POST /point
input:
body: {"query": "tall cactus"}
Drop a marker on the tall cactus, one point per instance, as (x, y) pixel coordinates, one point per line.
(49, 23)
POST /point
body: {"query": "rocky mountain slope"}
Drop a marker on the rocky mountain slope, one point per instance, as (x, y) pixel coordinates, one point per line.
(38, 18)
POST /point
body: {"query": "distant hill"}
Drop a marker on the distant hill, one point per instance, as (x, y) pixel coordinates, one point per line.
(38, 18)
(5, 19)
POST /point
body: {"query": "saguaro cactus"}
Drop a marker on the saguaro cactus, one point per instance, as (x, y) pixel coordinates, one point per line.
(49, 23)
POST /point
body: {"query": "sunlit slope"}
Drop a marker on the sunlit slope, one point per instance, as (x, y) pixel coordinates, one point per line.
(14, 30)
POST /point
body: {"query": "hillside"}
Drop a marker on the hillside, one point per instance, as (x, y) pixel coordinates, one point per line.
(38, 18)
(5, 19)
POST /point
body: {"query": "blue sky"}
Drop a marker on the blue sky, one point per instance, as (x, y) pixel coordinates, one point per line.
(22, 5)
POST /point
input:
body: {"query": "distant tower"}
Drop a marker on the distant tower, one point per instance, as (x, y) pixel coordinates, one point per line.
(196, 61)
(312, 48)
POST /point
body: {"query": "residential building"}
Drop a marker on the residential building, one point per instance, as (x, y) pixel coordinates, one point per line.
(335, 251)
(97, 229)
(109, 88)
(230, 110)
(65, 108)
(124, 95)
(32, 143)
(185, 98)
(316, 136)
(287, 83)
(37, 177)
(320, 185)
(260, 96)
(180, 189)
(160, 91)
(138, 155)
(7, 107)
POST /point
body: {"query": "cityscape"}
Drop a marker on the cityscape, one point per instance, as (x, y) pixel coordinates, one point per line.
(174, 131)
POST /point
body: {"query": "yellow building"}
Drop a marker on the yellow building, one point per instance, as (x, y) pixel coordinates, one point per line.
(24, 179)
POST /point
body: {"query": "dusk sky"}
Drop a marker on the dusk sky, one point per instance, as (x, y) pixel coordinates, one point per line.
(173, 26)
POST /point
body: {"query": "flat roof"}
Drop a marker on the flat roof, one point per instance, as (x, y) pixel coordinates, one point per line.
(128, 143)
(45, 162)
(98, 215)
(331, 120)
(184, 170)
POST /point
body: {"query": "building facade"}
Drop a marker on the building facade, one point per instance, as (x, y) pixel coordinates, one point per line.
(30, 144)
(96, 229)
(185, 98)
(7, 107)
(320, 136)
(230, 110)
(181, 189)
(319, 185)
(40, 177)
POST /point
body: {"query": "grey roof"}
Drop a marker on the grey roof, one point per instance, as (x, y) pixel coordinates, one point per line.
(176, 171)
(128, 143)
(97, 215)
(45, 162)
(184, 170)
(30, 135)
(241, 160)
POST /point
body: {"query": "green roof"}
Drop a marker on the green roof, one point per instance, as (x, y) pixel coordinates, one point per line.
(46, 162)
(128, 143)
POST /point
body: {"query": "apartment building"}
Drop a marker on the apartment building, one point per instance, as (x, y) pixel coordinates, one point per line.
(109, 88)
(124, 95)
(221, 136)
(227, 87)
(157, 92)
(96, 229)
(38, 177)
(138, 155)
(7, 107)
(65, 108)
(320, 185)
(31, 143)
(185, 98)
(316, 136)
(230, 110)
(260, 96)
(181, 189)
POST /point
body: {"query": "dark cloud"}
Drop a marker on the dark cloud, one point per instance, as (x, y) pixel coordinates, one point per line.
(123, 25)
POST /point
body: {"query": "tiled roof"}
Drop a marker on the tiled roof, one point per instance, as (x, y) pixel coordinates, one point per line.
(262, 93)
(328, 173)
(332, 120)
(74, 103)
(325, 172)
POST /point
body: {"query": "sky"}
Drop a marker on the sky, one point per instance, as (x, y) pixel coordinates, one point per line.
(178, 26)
:::
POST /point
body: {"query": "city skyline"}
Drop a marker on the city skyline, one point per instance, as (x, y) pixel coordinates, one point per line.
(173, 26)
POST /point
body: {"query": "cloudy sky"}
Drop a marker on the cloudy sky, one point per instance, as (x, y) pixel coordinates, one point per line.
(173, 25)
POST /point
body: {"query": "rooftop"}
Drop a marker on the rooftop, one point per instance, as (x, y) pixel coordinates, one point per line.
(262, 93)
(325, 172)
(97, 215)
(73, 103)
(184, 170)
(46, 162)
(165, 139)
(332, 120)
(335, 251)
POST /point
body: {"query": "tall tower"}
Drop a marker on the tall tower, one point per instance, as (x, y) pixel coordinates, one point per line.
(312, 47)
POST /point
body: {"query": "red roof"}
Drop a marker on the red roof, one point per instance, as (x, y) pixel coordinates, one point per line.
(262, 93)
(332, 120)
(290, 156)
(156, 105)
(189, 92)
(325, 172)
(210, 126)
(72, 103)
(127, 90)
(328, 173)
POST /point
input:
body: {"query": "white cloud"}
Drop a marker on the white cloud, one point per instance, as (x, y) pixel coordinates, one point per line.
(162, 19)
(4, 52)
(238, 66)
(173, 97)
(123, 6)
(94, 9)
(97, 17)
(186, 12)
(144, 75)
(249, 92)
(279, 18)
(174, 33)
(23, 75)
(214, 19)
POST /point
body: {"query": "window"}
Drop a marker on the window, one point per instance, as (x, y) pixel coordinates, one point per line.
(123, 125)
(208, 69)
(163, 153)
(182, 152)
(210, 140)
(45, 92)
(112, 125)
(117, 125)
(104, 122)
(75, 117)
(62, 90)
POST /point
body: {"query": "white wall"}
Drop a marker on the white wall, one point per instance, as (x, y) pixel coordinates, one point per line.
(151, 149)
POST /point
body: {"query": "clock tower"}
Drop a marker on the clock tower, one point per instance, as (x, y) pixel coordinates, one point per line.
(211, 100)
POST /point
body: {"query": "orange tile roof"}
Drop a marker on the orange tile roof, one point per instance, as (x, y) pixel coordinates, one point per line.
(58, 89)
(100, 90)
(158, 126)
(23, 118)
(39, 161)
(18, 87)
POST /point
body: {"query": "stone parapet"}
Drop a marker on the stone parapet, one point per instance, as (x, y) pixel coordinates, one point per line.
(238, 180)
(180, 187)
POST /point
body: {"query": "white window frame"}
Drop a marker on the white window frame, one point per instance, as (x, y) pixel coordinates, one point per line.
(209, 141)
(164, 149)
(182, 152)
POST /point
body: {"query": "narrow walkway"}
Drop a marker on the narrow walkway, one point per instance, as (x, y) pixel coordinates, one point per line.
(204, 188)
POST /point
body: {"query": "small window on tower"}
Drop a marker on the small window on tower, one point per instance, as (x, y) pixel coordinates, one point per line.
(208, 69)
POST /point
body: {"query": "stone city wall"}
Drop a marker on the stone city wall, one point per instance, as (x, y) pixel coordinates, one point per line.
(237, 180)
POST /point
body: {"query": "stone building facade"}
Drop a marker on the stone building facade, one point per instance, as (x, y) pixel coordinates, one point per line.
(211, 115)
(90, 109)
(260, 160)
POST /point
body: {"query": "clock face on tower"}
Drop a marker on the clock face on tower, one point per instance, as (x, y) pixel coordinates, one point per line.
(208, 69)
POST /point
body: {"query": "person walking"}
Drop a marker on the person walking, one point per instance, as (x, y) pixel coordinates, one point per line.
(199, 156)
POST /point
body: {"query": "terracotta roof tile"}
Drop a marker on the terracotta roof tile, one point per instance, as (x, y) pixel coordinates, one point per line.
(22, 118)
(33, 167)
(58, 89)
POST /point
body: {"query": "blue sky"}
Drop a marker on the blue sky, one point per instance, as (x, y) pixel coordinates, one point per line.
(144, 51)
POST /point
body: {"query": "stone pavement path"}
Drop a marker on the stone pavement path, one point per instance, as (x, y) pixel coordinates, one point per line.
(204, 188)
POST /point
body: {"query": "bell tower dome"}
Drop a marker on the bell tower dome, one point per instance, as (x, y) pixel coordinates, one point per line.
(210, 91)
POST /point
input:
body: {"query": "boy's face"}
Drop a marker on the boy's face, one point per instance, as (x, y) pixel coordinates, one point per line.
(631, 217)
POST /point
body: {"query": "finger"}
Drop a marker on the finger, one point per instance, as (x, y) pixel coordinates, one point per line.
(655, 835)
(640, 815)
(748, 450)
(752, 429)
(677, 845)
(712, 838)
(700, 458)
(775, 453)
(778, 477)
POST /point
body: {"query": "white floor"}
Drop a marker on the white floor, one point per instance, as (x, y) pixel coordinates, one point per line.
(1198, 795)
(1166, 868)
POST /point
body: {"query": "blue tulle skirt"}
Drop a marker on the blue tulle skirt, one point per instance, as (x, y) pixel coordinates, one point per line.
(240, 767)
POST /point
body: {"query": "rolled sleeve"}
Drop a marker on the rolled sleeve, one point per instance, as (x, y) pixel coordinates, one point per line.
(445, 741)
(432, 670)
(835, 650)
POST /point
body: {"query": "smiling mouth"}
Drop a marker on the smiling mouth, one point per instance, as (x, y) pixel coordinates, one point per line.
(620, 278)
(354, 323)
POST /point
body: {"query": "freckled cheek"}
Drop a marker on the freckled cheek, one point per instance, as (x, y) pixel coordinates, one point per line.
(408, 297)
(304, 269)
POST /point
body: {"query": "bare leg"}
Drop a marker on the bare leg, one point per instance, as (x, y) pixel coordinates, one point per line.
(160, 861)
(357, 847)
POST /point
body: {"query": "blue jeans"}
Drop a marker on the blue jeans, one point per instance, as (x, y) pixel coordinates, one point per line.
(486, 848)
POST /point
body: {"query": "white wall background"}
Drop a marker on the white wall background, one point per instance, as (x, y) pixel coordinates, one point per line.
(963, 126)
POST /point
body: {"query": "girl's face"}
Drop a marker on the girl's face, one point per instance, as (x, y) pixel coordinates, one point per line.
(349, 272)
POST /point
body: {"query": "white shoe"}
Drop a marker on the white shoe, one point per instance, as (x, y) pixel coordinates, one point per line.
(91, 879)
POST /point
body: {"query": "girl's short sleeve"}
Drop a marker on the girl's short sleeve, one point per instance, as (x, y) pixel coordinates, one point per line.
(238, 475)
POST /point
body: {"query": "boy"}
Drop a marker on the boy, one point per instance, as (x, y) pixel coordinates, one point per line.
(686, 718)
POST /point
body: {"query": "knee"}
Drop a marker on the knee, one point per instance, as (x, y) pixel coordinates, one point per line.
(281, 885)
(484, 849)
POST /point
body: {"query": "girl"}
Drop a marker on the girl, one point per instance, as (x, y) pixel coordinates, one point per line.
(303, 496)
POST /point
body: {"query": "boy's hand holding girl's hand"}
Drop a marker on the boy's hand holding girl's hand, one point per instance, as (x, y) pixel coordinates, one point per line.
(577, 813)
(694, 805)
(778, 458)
:::
→ Exercise aim: Gather every line of the data above that contains the string "bare", copying each line in full. Treat case as significant.

→ Result below:
body: {"query": "bare leg"}
Drop a marker on the bare leg, one point per instance, as (x, y) pixel coordinates, one point per line.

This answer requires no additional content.